> _PASSAGE FOR REVIEW_
"""
Oscar Watch: The Actors

Pitt has the role of a lifetime in "Benjamin Button." But can he compete with Penn and Rourke?

Actor in a Leading Role

In crowning a best actor, the Academy is facing a dramatic choice: Does it heap more validation on a man who is considered one of the leading actors of his generation or does it welcome back a prodigal son?

Just four years apart in age, Sean Penn and Mickey Rourke followed very different paths to their pending appointment at the Kodak Theatre.

Penn -- though he resists playing the Hollywood game -- has put his own bad boy days behind him, reliably turning in intensely serious performances year after year. He shows a whole different side of himself in "Milk." It's not that he so convincingly takes on a gay role as activist Harvey Milk; it's that he conveys such a buoyant lightness of spirit.

The Screen Actors Guild already gave him its acting prize. So, having awarded him four previous nominations and a win just five years ago for "Mystic River," Academy voters could decide that Penn has already gotten his due. On the other hand, the Academy signaled it wants to honor "Milk" by granting it eight noms, and a prominent Oscar going to Penn would serve as a political rebuke to the supporters of California's anti-gay marriage amendment, Proposition 8.

Then again, if it's an emotional moment the Academy wants, it only has to invite Rourke to the stage. He proved that at the Golden Globes where he was abashed, grateful, crude and whacky all at once in accepting his win that night. No question that Rourke's self-lacerating comeback performance in "The Wrestler" is the most dramatic tale of this awards season.

Rourke was hailed as a rising star after films like 1981's "Body Heat" and 1982's "Diner." But his career veered off course, stumbling in and out of the boxing ring, resulting in a bad picture here and there just for the cash. If the Academy is in a mood to extend its absolution, then Rourke's prayers will be answered.

Brad Pitt offers the most star appeal of any of the male nominees, although in his backwards-aging performance in "The Curious Case of Benjamin Button," he puts much of his charisma on hold. To his credit, he turns in a quietly reflective portrait -- a far cry from the twitchy mental patient in "Twelve Monkeys," for which he was nominated in the supporting category in 1996. But the Academy does tend to favor showier performances, so Benjamin's stoic acceptance of his fate could be a tough sell.

Certainly, Frank Langella gets to work himself up into a sputtering rage as the cornered Richard Nixon in "Frost/Nixon." Langella won a Tony for playing the role on stage, which suggests to Oscar voters that attention must be paid; but it could also suggest attention has already been paid. An added complication: Older Academy members, who still remember Nixon with some bitterness, may be unwilling to accept the shreds of humanity that Langella finds in the fallen president.
"""
> _PROVIDED RECORDS_
"""
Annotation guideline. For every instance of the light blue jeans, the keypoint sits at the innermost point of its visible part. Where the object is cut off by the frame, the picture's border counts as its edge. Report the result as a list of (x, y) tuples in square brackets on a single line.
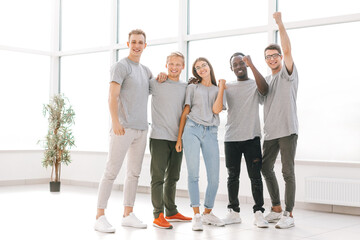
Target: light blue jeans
[(196, 137)]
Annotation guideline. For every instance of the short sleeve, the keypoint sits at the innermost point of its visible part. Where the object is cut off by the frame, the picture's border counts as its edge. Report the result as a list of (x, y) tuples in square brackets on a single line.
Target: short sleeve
[(224, 100), (118, 73), (287, 76), (152, 85), (149, 73), (189, 96)]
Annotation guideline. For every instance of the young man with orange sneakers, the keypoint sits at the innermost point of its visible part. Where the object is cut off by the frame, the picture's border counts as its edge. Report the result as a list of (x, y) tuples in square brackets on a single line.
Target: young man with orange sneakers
[(167, 104), (280, 126)]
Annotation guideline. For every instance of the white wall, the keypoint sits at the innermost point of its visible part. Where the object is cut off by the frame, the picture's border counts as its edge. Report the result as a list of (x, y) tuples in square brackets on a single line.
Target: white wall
[(24, 167)]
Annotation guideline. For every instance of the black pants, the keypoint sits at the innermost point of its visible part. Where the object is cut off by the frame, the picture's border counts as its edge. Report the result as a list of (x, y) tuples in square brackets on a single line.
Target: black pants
[(252, 153)]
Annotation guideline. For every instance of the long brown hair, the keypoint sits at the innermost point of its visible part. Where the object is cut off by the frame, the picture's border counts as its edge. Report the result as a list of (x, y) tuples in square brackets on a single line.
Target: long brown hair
[(212, 74)]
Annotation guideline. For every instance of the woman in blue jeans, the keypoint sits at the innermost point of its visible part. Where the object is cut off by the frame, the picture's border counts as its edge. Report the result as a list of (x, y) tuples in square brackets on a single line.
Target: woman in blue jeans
[(203, 103)]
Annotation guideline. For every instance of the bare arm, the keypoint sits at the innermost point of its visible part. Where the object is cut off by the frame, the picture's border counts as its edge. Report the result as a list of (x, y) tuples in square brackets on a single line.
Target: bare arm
[(185, 112), (218, 104), (285, 43), (262, 85), (114, 94)]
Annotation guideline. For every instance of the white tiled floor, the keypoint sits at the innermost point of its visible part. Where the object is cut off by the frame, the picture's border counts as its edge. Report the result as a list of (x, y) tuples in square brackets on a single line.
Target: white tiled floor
[(32, 212)]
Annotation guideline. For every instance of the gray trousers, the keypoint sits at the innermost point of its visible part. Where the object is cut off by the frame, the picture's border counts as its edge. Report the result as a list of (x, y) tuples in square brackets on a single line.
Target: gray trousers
[(133, 144), (287, 148)]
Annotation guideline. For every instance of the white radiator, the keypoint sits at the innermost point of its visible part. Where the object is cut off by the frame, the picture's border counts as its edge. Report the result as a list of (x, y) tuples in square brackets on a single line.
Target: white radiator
[(344, 192)]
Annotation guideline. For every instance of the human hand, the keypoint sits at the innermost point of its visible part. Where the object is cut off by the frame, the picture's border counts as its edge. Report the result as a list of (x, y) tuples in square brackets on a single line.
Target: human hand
[(222, 83), (161, 77), (277, 17), (193, 80), (178, 146)]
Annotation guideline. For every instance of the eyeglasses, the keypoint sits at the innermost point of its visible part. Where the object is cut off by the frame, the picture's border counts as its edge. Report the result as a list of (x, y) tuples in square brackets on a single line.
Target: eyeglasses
[(274, 56), (200, 67)]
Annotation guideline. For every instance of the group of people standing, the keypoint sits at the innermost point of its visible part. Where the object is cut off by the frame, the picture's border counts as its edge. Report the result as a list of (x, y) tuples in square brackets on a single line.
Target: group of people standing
[(185, 118)]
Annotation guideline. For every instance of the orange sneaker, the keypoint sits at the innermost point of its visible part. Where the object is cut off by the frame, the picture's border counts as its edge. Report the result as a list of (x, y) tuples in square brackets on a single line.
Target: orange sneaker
[(178, 218), (161, 222)]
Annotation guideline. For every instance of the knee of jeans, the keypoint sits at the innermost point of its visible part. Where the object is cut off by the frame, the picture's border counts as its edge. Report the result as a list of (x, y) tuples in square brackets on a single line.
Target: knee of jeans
[(110, 176), (213, 180), (257, 182), (192, 179), (233, 174), (268, 173), (289, 176)]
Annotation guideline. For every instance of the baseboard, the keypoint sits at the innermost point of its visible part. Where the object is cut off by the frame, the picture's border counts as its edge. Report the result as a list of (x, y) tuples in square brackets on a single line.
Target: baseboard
[(184, 193)]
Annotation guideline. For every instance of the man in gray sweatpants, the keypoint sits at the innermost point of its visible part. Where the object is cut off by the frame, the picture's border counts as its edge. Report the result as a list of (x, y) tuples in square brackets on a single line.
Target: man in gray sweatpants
[(128, 96), (280, 126)]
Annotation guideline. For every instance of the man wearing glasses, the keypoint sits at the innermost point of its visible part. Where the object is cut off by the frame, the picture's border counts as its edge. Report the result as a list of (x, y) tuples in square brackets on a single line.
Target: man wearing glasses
[(280, 126)]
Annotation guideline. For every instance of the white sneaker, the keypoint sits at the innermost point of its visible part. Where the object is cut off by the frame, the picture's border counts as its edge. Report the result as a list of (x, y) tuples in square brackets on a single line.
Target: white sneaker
[(273, 216), (285, 221), (232, 217), (197, 223), (102, 225), (260, 221), (211, 219), (132, 221)]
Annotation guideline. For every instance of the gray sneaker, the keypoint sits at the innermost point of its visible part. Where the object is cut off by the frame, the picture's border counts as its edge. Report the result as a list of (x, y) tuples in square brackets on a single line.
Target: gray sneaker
[(285, 221), (197, 223), (260, 221), (273, 216)]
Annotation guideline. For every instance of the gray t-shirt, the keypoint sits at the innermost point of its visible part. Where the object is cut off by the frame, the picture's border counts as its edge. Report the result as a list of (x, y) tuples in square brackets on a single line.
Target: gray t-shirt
[(243, 121), (201, 100), (167, 104), (134, 92), (280, 112)]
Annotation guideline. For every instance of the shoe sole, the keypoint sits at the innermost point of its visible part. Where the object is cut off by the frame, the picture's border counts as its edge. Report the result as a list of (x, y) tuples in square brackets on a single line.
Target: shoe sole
[(141, 227), (109, 231), (238, 222), (197, 229), (290, 226), (273, 220), (215, 224), (155, 225), (177, 220)]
"""
> _WHAT THE EXERCISE ASKS_
Answer these questions from the Oscar Watch article.
1. For which film did Sean Penn win an Oscar five years before this article?
2. Which film earned Brad Pitt a supporting-category nomination in 1996?
3. What award did Frank Langella win for playing Richard Nixon on stage?

> _TASK RESPONSE_
1. "Mystic River"
2. "Twelve Monkeys"
3. A Tony